抜粋本文:
........

4.3. 描かれた女性たちと明治初期の社会、文化、そして花卉・園芸文化との関連性
この画譜に描かれた女性たちは、当時の人気芸者や遊女であり、華やかな職業の背後に隠された現実世界も垣間見えます。彼女たちは、男性中心の社会の中で生きることを余儀なくされていましたが、その姿は「新しい時代の美」として描かれ、東京の文化を牽引する存在でもありました。
花々が彼女たちの背景を彩ることで、作品はより深みのあるメッセージを伝えています。花がその美しさゆえに、しばしば鑑賞の対象とされ、時に摘み取られる運命にあるように、当時の女性たちもまた、社会的な役割や美の基準によって「飾られる」存在であった側面があります。しかし、花が内包する生命力や、季節ごとの確かな存在感は、女性たちの内なる強さや、与えられた環境の中で美しく咲き誇ろうとする精神性を象徴しているとも解釈できます。このメタファーは、作品に深みを与え、観る者に当時の女性たちの複雑な内面を想像させます。この作品は、単なる美人画ではなく、明治初期のジェンダー規範と、その中で生きる人々の精神性を考察するための貴重な視点を提供していると言えるでしょう。

........

課題 1: リストから、文字列「unit」を含む行をすべて書き出せ。大文字と小文字は区別する。

(データ項目)
........

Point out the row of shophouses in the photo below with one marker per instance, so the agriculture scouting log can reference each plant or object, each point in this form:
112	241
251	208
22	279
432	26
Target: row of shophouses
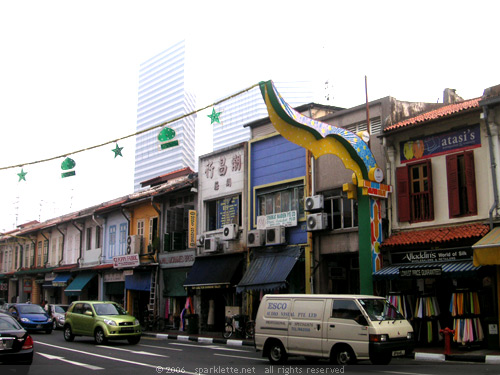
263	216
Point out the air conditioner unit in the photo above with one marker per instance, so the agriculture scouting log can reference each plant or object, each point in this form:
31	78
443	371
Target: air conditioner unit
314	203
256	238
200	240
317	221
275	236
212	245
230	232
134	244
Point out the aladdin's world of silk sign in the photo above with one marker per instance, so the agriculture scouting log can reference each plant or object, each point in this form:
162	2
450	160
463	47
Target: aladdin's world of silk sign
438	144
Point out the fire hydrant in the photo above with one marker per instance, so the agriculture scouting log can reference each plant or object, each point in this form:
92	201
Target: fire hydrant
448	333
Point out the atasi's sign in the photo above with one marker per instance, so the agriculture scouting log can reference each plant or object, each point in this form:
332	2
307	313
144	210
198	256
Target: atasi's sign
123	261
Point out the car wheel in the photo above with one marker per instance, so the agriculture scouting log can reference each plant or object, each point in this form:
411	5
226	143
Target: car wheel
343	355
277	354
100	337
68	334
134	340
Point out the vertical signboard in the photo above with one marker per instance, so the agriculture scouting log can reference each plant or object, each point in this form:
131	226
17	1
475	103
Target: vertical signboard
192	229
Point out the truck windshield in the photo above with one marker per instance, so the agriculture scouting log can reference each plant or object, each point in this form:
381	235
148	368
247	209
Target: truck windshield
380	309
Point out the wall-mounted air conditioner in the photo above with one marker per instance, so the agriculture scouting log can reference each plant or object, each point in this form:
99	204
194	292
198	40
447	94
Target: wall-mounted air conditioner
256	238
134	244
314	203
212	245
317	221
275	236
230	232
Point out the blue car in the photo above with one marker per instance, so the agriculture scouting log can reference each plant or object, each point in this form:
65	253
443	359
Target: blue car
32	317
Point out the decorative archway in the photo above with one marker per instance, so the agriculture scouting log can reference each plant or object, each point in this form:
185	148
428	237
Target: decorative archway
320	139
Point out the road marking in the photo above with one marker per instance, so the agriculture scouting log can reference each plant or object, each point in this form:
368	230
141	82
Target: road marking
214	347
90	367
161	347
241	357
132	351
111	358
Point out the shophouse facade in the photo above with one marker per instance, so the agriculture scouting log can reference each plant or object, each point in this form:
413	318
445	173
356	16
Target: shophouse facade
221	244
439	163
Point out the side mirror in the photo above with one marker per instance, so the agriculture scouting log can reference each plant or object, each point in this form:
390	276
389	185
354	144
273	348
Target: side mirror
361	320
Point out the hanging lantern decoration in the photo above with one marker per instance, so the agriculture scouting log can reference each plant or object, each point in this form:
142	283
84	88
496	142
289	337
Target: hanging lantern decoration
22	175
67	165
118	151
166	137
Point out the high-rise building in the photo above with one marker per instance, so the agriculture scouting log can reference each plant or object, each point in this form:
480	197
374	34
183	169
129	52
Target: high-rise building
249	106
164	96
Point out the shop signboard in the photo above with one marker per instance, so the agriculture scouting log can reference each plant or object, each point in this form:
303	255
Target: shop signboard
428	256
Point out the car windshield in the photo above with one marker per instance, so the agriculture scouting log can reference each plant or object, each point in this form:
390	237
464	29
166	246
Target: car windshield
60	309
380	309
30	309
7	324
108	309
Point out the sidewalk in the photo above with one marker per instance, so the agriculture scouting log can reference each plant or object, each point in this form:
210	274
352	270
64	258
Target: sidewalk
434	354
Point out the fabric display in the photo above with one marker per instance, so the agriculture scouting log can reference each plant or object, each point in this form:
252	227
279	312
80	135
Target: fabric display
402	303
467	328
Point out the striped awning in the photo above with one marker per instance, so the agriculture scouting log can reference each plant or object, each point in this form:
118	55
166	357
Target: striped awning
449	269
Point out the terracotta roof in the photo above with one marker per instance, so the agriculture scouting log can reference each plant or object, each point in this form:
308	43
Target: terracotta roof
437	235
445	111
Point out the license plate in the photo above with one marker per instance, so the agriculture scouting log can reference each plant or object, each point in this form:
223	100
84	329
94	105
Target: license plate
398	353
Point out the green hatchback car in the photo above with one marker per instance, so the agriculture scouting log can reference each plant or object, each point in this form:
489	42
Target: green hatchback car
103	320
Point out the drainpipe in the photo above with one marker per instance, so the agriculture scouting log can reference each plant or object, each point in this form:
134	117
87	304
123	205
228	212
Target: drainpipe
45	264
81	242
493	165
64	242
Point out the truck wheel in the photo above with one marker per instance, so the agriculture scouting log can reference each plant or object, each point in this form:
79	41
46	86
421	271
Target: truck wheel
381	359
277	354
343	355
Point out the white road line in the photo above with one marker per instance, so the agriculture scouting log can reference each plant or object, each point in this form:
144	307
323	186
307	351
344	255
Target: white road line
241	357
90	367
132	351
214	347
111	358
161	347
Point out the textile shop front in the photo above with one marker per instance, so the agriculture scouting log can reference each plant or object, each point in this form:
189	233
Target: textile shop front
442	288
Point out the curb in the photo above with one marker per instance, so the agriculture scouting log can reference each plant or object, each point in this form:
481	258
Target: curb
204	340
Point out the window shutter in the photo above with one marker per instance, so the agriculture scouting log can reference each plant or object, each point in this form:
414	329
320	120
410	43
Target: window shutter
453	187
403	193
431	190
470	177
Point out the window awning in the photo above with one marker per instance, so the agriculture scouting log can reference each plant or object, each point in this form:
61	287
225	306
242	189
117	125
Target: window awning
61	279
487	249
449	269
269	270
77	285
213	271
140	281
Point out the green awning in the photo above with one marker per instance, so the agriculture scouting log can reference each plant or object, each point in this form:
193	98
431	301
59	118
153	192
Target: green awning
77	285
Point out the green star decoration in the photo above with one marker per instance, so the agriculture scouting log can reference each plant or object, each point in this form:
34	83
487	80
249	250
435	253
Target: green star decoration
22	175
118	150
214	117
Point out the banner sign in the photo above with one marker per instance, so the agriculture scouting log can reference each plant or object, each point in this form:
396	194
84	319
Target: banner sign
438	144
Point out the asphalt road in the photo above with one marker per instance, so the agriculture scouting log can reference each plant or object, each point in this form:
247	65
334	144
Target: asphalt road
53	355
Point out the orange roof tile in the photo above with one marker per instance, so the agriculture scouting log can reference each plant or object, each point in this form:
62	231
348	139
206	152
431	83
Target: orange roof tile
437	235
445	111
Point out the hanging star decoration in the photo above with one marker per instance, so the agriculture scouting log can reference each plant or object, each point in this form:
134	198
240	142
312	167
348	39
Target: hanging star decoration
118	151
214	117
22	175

........

課題 2: 画譜を論じた本文で、描かれた女性たちは当時どのような人々だったとされているか。

解答 1:
Point out the air conditioner unit in the photo above with one marker per instance, so the agriculture scouting log can reference each plant or object, each point in this form:
Target: air conditioner unit

解答 2: 当時の人気芸者や遊女である。